## INSTRUCTIONS FOR THE TASK
Reproduce the material below word for word, omitting the picture from your copy.

## RECORDS SUPPLIED
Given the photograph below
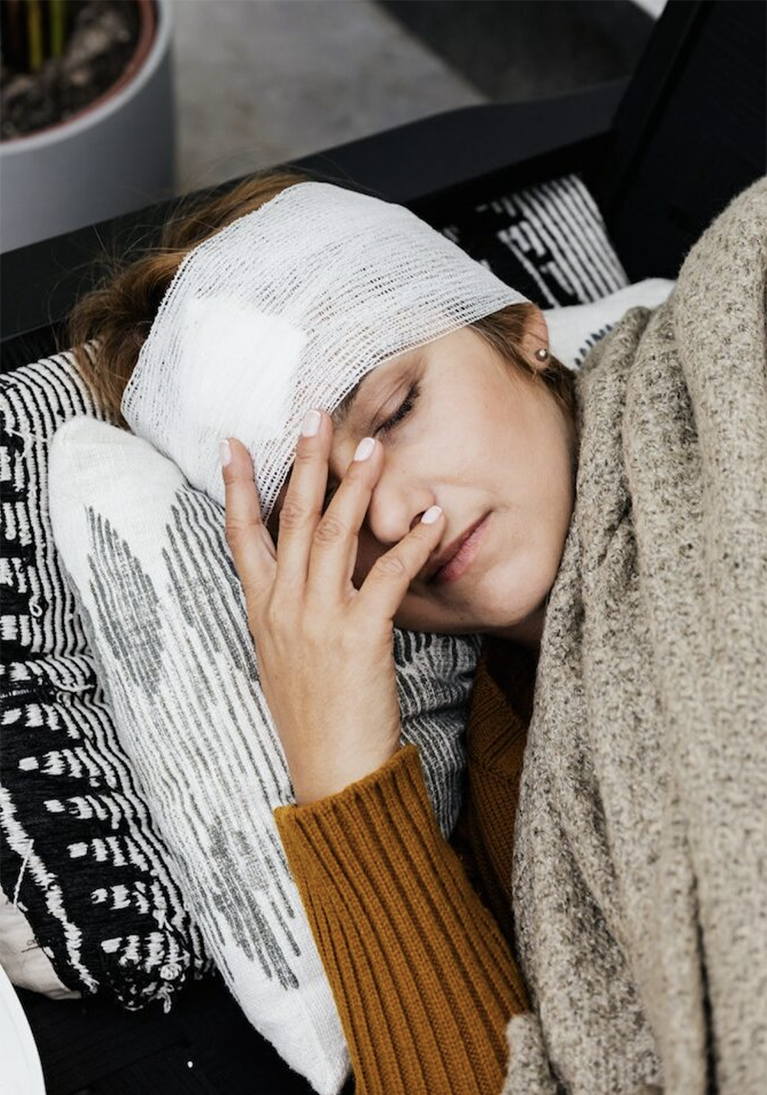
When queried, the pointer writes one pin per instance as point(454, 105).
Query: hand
point(323, 648)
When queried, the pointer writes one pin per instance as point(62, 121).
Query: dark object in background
point(521, 49)
point(91, 1047)
point(38, 88)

## WRITTEN SOLUTION
Given the photograph below
When queried, the pointer writes one pin per instance as point(454, 105).
Query: hand
point(323, 648)
When queried, the pointer writes one pin per instance as point(62, 121).
Query: dark object in background
point(521, 49)
point(91, 1047)
point(38, 88)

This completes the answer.